• **Instruction**: Give an exact copy of every line, leaving images out.

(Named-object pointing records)
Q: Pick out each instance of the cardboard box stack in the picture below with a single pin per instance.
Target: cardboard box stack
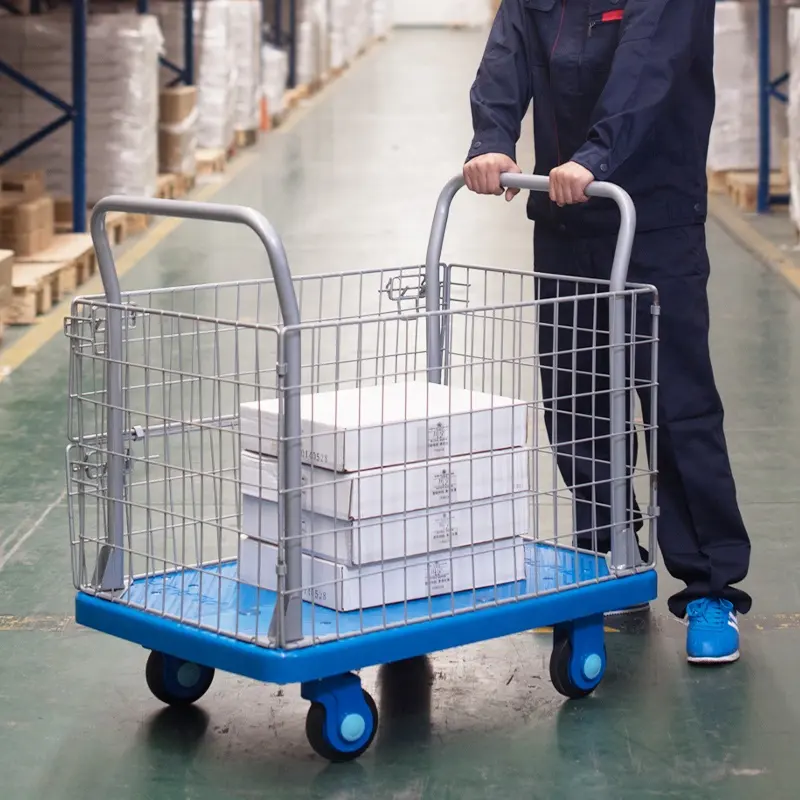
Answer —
(122, 100)
(216, 75)
(27, 214)
(177, 130)
(410, 490)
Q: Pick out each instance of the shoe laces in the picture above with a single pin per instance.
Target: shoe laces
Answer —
(709, 611)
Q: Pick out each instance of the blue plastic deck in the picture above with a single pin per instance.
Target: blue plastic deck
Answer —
(213, 597)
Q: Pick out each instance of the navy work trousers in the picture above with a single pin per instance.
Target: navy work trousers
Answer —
(700, 529)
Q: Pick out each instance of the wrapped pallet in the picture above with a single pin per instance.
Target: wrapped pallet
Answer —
(469, 13)
(381, 18)
(216, 76)
(121, 101)
(177, 130)
(245, 21)
(313, 55)
(274, 78)
(734, 142)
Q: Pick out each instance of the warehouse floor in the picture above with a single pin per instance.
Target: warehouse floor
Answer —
(351, 181)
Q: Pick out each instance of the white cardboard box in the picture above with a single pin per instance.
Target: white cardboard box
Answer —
(381, 426)
(350, 588)
(395, 490)
(371, 541)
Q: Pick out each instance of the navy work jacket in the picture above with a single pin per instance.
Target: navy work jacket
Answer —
(623, 87)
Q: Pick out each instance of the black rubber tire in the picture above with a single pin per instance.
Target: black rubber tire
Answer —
(315, 733)
(560, 660)
(158, 685)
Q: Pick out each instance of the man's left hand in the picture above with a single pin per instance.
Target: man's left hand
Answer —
(568, 184)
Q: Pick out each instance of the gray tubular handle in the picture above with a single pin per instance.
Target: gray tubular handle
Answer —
(624, 550)
(110, 575)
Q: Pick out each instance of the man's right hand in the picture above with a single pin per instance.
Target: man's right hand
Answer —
(482, 174)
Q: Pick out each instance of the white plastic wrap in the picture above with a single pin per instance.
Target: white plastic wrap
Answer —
(245, 20)
(734, 134)
(274, 77)
(216, 74)
(471, 13)
(381, 18)
(122, 100)
(794, 115)
(313, 57)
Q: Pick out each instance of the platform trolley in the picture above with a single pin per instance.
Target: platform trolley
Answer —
(158, 498)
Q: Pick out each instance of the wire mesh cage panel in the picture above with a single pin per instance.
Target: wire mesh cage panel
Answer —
(418, 500)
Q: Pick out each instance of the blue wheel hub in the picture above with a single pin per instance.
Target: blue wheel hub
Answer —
(592, 667)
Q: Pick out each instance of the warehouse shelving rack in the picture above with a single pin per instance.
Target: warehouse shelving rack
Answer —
(74, 113)
(275, 34)
(770, 89)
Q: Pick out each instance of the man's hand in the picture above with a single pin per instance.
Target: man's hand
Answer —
(482, 174)
(568, 184)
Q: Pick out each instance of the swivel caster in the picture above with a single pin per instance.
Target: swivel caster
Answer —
(342, 720)
(176, 682)
(578, 660)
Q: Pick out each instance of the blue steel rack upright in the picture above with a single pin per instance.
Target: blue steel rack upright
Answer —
(75, 112)
(281, 38)
(769, 89)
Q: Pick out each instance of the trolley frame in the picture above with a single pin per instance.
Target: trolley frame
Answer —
(325, 671)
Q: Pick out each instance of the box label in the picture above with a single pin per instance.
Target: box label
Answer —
(437, 440)
(443, 532)
(440, 578)
(443, 488)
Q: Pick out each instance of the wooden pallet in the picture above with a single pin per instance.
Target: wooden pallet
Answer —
(165, 186)
(246, 138)
(32, 290)
(71, 249)
(210, 162)
(743, 188)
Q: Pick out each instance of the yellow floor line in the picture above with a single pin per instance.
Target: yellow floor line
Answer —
(13, 356)
(761, 247)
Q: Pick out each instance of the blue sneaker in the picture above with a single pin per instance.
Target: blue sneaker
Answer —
(713, 635)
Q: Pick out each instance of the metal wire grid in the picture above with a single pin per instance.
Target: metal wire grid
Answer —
(193, 355)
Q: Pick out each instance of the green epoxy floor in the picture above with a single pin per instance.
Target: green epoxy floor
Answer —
(352, 184)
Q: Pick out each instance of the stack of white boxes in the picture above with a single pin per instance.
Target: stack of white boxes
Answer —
(734, 138)
(121, 100)
(245, 20)
(216, 75)
(410, 490)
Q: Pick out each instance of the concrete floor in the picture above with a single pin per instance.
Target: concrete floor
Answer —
(352, 182)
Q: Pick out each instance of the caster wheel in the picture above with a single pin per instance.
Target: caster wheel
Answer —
(571, 679)
(354, 731)
(176, 682)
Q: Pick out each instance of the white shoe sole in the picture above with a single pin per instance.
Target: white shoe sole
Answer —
(718, 660)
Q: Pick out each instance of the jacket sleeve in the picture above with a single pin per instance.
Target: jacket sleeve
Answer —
(655, 49)
(502, 90)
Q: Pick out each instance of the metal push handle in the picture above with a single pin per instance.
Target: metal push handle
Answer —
(110, 574)
(624, 549)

• **Task result**:
Q: Pick out each instance of the cardboard box stack in the picture below with a single pin per instance.
Target: cardboard box stack
Answer —
(122, 100)
(216, 75)
(27, 214)
(177, 130)
(410, 490)
Q: Pick out each instance of the shoe laces in the picture above with a single pin per instance.
Target: shoe laces
Answer —
(709, 611)
Q: Pick out each instance of the blue plastic deck in the picture above with a single pin per instance.
Target: blue plastic deck
Answer —
(213, 597)
Q: Pick out each instance of the navy work trousers in the picture above with a single pin per instance.
Target: navy work trousers
Answer —
(700, 529)
Q: Pick out each instance of the wrapped pallet in the picture above with a single pin per instance.
Target: wrapped pallet
Answer —
(469, 13)
(381, 18)
(216, 76)
(121, 101)
(177, 130)
(245, 21)
(313, 55)
(274, 78)
(734, 142)
Q: Pick out each instance of the warehouse floor in the picture above with a single pin per instance.
Target: warehouse floor
Answer —
(351, 181)
Q: Pick out each instance of the white cardboard box in the picture above with a single pin per instance.
Target: white cardboard box
Answer —
(381, 426)
(350, 588)
(395, 490)
(371, 541)
Q: Pick out each instance of the navy work jacket in the picture above with a single pin per instance.
Target: navy work jacket
Answer —
(623, 87)
Q: Pick out each instance of the black rubber tire in the picture above with a single pin per instance.
Target: black rubber tire
Answer —
(315, 733)
(560, 660)
(158, 685)
Q: Pick out each instance of the man's left hand in the picture above with a single pin per instance.
Target: man's left hand
Answer —
(568, 184)
Q: Pick out each instance of the gray tubular handle in the picture above with a single pin per instance.
Target: gray tubular handle
Answer —
(624, 550)
(110, 575)
Q: Pick out each instance of the man's right hand in the picture above with a single pin per instance.
Target: man's right hand
Answer —
(482, 174)
Q: Pick out each instance of the white plastic wrap in the picture above with a single pin per instance.
Target: white plastic wrap
Answer —
(245, 20)
(734, 134)
(274, 77)
(216, 74)
(471, 13)
(381, 18)
(122, 100)
(794, 115)
(313, 57)
Q: Pick out each instance of the platform trolley in the picture above with a single pin per instance.
Target: platform trolley
Answer —
(158, 498)
Q: Pick out each instance of the wire mesh cage panel in the picture above with a single pin per instance.
Target: wire mesh cage panel
Answer —
(418, 500)
Q: Pick out each instance of the blue wheel hub in the picture above with a single pin per instance.
Target: blue wheel hub
Answer —
(592, 667)
Q: Pick out each instance of the warehouse shelving rack in the picture above with a single pin per instance.
Target: warehouse shelving rack
Answer —
(74, 113)
(275, 34)
(770, 89)
Q: Pick out each instance of the man's hand in the picture above with a single pin per instance.
Target: man's hand
Answer —
(482, 174)
(568, 184)
Q: Pick out each instance of the swivel caster in the picture above with a single pin per instance.
Target: swivel caster
Answer —
(342, 720)
(176, 682)
(578, 660)
Q: Pick out each instance of the blue steel rack upright in the picture above with a single pin per instance.
Target: blue steel rack upright
Answer —
(75, 112)
(281, 38)
(769, 89)
Q: Pick out each instance of the trolley frame in the picture above with a single pin per instance.
Target: trolley frame
Answer —
(325, 671)
Q: Pick out each instance of the box label in the picture above with a single pin per instance.
Target: box label
Answer —
(437, 440)
(443, 532)
(440, 578)
(443, 488)
Q: Pick out each instance of the wooden pallet in the picture above with a single pin per instance.
Target: wooden pallet
Answer —
(165, 186)
(246, 138)
(32, 290)
(71, 249)
(210, 162)
(743, 188)
Q: Pick out each instance of the yellow floor line in the picture above with a single pin per instance.
Target: yellow floor line
Answer —
(13, 356)
(761, 247)
Q: Pick out each instance of the blue sneaker in the picture above with a single pin per instance.
Target: blue sneaker
Answer —
(713, 635)
Q: Pick out each instance of the metal wire grid in the picture above with a single pin per instance.
Target: metal wire grid
Answer —
(193, 355)
Q: Pick out each instance of the green epoxy floor in the picture above with a single pin per instance.
Target: green epoxy floor
Answer —
(352, 184)
Q: Pick out each instance of the stack of white boxes in the picture above with a single pin per instance.
Target: stack of white boxes
Answer —
(734, 138)
(121, 100)
(245, 20)
(216, 75)
(410, 490)
Q: Pick out each instance of the concrete floor in the picture above with a single pin per instance.
Target: concrete floor
Answer —
(352, 182)
Q: Pick out each instance of the caster wheel in the picture above with a single pin per instance.
Target: caster wheel
Answer —
(571, 679)
(354, 731)
(176, 682)
Q: Pick out each instance of the white shoe sole in the picture above with a single pin per instance.
Target: white shoe sole
Answer —
(718, 660)
Q: Pick out each instance of the jacket sleeve in the picture above with a single pin per instance.
Target: jacket sleeve
Answer —
(655, 49)
(502, 90)
Q: Pick out each instance of the metal push handle in the picture above with a single pin per instance.
Target: metal push handle
Answer —
(110, 574)
(624, 549)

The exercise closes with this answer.